Point labeling data:

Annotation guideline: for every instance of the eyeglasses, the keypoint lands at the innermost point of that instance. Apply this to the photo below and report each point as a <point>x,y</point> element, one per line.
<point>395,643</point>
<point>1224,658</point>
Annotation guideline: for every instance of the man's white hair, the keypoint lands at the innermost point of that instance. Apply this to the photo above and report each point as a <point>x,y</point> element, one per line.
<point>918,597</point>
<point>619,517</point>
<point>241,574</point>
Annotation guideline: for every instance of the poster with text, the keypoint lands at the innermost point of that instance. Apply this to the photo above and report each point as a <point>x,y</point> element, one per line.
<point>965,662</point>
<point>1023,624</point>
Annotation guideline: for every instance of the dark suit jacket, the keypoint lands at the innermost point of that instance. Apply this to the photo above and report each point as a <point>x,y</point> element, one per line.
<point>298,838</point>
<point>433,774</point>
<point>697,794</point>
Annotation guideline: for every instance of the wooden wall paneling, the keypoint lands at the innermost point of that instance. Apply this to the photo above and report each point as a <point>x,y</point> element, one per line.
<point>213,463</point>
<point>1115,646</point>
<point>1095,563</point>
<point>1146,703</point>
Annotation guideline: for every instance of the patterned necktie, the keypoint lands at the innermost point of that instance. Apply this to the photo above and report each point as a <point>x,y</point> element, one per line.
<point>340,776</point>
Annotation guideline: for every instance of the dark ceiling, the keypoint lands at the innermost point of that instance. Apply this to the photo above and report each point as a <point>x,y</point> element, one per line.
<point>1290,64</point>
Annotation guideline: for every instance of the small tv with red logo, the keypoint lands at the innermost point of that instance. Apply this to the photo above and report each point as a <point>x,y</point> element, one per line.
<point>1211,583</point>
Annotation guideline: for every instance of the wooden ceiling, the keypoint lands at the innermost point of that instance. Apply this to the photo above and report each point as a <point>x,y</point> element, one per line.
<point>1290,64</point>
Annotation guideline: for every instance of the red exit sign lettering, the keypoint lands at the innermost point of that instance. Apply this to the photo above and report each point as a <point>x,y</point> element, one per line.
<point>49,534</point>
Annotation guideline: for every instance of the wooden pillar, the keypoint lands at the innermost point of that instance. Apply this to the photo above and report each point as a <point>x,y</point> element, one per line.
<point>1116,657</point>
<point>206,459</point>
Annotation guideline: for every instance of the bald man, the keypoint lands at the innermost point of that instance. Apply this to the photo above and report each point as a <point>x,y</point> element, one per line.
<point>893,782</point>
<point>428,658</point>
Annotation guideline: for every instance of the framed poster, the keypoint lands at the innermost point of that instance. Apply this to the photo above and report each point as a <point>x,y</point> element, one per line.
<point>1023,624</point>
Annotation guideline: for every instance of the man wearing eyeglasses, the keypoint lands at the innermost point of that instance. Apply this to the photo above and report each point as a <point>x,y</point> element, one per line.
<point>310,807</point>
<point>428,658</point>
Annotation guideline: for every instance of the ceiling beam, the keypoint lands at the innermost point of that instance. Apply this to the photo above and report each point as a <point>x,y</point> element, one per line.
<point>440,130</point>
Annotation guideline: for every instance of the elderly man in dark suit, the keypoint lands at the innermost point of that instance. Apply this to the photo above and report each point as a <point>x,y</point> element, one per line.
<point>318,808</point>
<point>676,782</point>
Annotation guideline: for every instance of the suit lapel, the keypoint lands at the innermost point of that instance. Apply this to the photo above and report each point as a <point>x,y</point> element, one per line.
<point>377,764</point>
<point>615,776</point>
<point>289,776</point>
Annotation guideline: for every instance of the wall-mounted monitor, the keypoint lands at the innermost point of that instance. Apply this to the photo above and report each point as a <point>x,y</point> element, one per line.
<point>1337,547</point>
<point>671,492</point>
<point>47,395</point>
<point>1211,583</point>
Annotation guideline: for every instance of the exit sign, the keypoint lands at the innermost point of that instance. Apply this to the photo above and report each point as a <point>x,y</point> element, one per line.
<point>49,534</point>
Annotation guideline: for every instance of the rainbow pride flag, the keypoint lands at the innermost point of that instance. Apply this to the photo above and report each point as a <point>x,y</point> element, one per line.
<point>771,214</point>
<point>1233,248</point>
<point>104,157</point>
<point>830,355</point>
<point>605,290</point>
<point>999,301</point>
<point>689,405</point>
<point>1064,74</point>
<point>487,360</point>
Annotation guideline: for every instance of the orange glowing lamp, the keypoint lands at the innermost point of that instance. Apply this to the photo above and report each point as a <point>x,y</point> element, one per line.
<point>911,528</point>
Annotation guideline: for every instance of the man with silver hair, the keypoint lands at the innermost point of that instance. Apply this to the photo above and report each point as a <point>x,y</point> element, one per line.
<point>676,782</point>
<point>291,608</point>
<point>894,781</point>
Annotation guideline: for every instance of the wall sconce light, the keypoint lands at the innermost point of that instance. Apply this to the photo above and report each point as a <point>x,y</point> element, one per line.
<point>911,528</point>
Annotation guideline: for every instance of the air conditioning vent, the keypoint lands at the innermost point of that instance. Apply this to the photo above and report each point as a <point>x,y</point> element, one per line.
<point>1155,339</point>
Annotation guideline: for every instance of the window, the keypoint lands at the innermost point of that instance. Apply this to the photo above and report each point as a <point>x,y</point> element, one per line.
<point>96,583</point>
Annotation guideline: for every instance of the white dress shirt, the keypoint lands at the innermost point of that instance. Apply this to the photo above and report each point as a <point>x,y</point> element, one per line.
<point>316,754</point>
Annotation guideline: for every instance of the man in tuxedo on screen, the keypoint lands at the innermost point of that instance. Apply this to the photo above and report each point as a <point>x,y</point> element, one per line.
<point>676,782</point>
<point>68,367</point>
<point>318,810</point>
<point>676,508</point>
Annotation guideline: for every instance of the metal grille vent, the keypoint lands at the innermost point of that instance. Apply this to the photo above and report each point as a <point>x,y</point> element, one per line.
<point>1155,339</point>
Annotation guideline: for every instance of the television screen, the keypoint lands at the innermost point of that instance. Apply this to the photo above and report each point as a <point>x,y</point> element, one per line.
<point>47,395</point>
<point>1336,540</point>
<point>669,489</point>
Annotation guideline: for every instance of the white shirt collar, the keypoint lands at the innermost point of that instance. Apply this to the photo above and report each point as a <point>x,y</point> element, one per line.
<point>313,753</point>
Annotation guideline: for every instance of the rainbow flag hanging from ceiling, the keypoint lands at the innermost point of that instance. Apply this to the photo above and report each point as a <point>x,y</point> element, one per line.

> Directions for this task
Transcribe every line of the data above without any changes.

> Result of this task
Annotation guideline: for every instance of the eyeglasses, the keypoint lands at the innermost point of that instance. Apply this to the photo below and report each point as a <point>x,y</point> element, one per line.
<point>395,643</point>
<point>1224,658</point>
Annotation guideline: for every instance of the man's white hair, the keypoint lands at the innermost point of that instance. Apply this to the photo above and report each point as a <point>x,y</point> element, one per line.
<point>918,597</point>
<point>619,517</point>
<point>241,574</point>
Annotation guideline: for every instance of the poster with text, the keypoint lands at the innermost point of that instance. Apply this to the photo above and report each point as a <point>x,y</point> element, one per line.
<point>965,662</point>
<point>1023,624</point>
Annotation guideline: for every instance of the dark suit jacket, the keypoint lands at the innermost point of that instance. Apply this to the photo above and report each point as a <point>x,y</point> element, one per line.
<point>298,838</point>
<point>433,774</point>
<point>697,794</point>
Annotation guideline: for every instance of the wooden wall paneling, the keypoint lands at the innermost point of that instance. Apply this to the photo above and report each point as a <point>x,y</point> element, one per line.
<point>213,463</point>
<point>1115,646</point>
<point>1095,563</point>
<point>1146,703</point>
Annotation guideline: for every instance of the patterned necktie, the keypoint lands at the innermost point of that instance. Apply this to the photo above and report each point as a <point>x,y</point> element, one per line.
<point>340,776</point>
Annotation guideline: for every instance of the dark ceiling, the keypoint lands at the innermost point of that instance. Apply this to the photo above and report each point as a <point>x,y</point> element, one per line.
<point>1290,64</point>
Annotation guideline: for every instance of the small tv with red logo, the keypoint lands at the innermost point of that instance. Apply this to the photo above and report each point as a <point>x,y</point> element, one per line.
<point>1211,583</point>
Annotation guideline: for every instance of the wooden ceiling, the keypoint lands at the innermost point of that instance. Apply this to the photo above and report each point as a <point>x,y</point> element, one per line.
<point>1290,64</point>
Annotation guideline: for every instance of the red exit sign lettering, the keypoint lands at the innermost point of that instance. Apply this to the photo above and report each point as a <point>x,y</point> element, one per line.
<point>49,534</point>
Annotation guideline: for every instance of the wooden pillar, the keypoint lands at the innermost point of that instance. Apply this to the photo above and report each point as a <point>x,y</point> element, one per line.
<point>1116,657</point>
<point>206,459</point>
Annotation guideline: for every instance of the bald man, the keypoint lands at the innermost point of that instance. Apply this to the photo above and report each point as a <point>x,y</point> element, one per line.
<point>893,782</point>
<point>428,658</point>
Annotation guideline: for every instance of the framed poster, the keypoint lands at the innermost point of that instance. Apply this to the photo above and report each point as a <point>x,y</point> element, one per line.
<point>1023,624</point>
Annotation guideline: for every instance of the man wearing eyeglasses, the keypoint lands at the innermost point of that instance. Apply this to the photo above and report each point as a <point>x,y</point> element, one per line.
<point>310,807</point>
<point>428,658</point>
Annotation guideline: for every instance of the ceiling beam, the keypoint lands at the innermost point of that instance. Apply this to the photo above and report each point as a <point>x,y</point> element, one per line.
<point>440,130</point>
Annotation guideline: for every instance of the elderly man in dark suit, the keypoint lands at the innermost point of that instance. Apply this to the photo above and report each point as a <point>x,y</point> element, one per line.
<point>318,808</point>
<point>676,782</point>
Annotation guideline: for every instance of the suit lapel, the keypoint lands at the innermost point of that instance. Apply this to the photo above and report each point as a <point>x,y</point> element, one per line.
<point>377,764</point>
<point>615,776</point>
<point>289,776</point>
Annotation guideline: for every instance of the wall-mounted monitor, the keypoint lands at the innermost point of that instance. Apply this to the photo above and report each point as a <point>x,y</point> element, one per line.
<point>1337,547</point>
<point>671,492</point>
<point>47,395</point>
<point>1211,583</point>
Annotation guideline: for every instance of the exit sign, the keypoint lands at the innermost point of that instance. Apply this to the photo above and report each point as a <point>x,y</point> element, one per line.
<point>49,534</point>
Annotation guideline: for every instance of the rainbow pride flag, the keypoint lands at the innermost point of that instance. Apply this to the photo above and report each point as a <point>x,y</point> element, one per line.
<point>771,214</point>
<point>1233,248</point>
<point>104,157</point>
<point>830,355</point>
<point>605,290</point>
<point>999,301</point>
<point>689,405</point>
<point>1064,74</point>
<point>487,360</point>
Annotation guideline: for every instance of the orange glowing lamp, the keypoint lands at the innermost point of that instance. Apply this to the photo above and report each point as a <point>x,y</point> element, one per line.
<point>911,528</point>
Annotation guideline: for every instance of the man with silver hair, the keypoint lands at the innermost point of that instance. Apply this to the photo above and report each point as a <point>x,y</point> element, one per line.
<point>676,782</point>
<point>291,608</point>
<point>894,781</point>
Annotation guideline: for every instance of the wall sconce light, the keypoint lands at the innermost point of that instance. Apply this to the photo above and report each point as a <point>x,y</point> element, one per line.
<point>911,528</point>
Annotation guideline: for every instance of the air conditioning vent, the keypoint lands at the innermost point of that instance. Apply this to the photo above and report each point as a <point>x,y</point> element, one per line.
<point>1155,339</point>
Annotation guideline: for every instance of the window, the keypoint lands at the innermost point of that instance. Apply this to the photo above and report each point as a <point>x,y</point> element, one per line.
<point>96,583</point>
Annotation guideline: for every instance of the white dress shirt, the keypoint lands at the innermost point of that instance. Apply this to the photo above and report each point as a <point>x,y</point> element, one per line.
<point>316,754</point>
Annotation guideline: for every instance of the man in tuxedo on screen, the keypoint lands at the innermost point of that instance. Apply this to the photo above and report each point as a <point>x,y</point> element, one per line.
<point>676,782</point>
<point>68,367</point>
<point>318,810</point>
<point>676,508</point>
Annotation guideline: for every instance of the metal grille vent, the keypoint lands at the innermost point of that instance. Apply this to the photo above and report each point as a <point>x,y</point> element, one per line.
<point>1155,339</point>
Annotation guideline: for every instance of the television screen, the keypoint lands at the innermost point of that instance. Apply this to the photo above and report each point as a <point>x,y</point> element, one per line.
<point>47,395</point>
<point>1336,540</point>
<point>669,489</point>
Annotation guideline: for every instance of the white shirt collar, the keypoint lands at the innermost point of that instance. Apply this to the photo above and report each point as a <point>x,y</point> element, one per line.
<point>313,753</point>
Annotation guideline: for every instance of the rainbow flag hanging from ceiling, the keypoint lands at the innermost point of that instance. Apply this to the photo above and report each point as a <point>x,y</point> element, one per line.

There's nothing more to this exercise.